(Labeled shape rows)
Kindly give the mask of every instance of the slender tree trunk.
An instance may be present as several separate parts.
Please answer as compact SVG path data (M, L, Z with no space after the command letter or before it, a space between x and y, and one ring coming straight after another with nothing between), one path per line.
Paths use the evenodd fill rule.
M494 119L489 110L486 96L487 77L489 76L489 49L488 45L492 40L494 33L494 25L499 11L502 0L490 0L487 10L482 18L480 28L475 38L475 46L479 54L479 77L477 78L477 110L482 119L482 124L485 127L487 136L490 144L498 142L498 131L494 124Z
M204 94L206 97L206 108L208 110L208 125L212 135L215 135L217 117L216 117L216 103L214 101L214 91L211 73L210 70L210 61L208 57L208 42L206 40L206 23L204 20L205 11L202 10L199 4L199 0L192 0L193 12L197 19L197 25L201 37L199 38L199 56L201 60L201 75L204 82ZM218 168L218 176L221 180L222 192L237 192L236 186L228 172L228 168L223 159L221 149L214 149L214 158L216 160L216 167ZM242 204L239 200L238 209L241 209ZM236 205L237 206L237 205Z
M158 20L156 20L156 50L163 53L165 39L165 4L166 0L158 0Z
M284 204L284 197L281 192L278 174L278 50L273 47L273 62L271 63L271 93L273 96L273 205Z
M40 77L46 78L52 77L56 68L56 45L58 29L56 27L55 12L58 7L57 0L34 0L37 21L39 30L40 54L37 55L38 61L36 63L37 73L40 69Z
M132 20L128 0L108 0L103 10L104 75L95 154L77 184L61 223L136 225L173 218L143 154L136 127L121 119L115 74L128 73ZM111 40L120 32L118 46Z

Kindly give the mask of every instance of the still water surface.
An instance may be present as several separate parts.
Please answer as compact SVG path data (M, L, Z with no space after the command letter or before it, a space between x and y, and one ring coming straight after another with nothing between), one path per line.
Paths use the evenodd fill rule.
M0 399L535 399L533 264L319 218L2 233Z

=== THE TASK ===
Format every line of the rows above as a JSON list of strings, one string per line. Omit blank lines.

=== WORKED SOLUTION ===
[
  "Kindly give the mask of every instance of the slender tree trunk.",
  "An instance may be present as several separate parts.",
  "Please answer as compact SVG path data (M, L, Z with no space after the command letter or before it, a space between x and y, and one ring coming straight after another with nothing between), one path per line.",
  "Paths use the evenodd fill rule.",
  "M494 119L489 110L486 96L487 77L489 76L489 49L488 45L492 40L494 33L494 25L499 11L502 0L490 0L487 10L482 18L480 28L475 38L475 46L479 54L479 77L477 78L477 110L482 119L482 124L485 127L487 136L490 144L498 142L498 131L494 124Z",
  "M204 94L206 97L206 108L208 110L208 125L212 135L215 135L217 117L216 117L216 103L214 101L214 91L211 73L210 70L210 61L208 57L208 42L206 40L206 23L204 20L205 11L202 10L199 4L199 0L192 0L193 12L197 19L197 25L201 37L199 38L199 56L201 60L201 75L204 82ZM218 168L218 176L221 180L222 192L237 192L236 186L228 172L228 168L223 159L221 149L214 149L214 158L216 160L216 167ZM242 204L239 200L238 209L241 209ZM236 205L237 206L237 205Z",
  "M158 20L156 20L156 50L163 53L165 39L165 4L166 0L158 0Z",
  "M284 204L284 197L281 192L278 174L278 50L273 47L273 62L271 63L271 93L273 96L273 205Z",
  "M40 77L46 78L52 77L56 68L56 45L58 29L56 27L55 12L58 7L57 0L34 0L37 21L39 30L40 54L37 55L38 61L36 63L37 73L40 69Z",
  "M132 20L128 0L108 0L103 10L104 75L95 154L77 184L61 223L136 225L173 218L143 154L136 127L121 119L115 74L128 73ZM111 40L120 32L118 46Z",
  "Kindly give the mask of every instance of the still water surface.",
  "An instance may be present as several separate parts.",
  "Please answer as compact SVG path data (M, L, Z with no space after the command letter or before it, a space between x and y, and one ring coming straight after another with nothing between), one path per line.",
  "Paths use the evenodd fill rule.",
  "M0 399L535 399L533 264L319 218L2 233Z"
]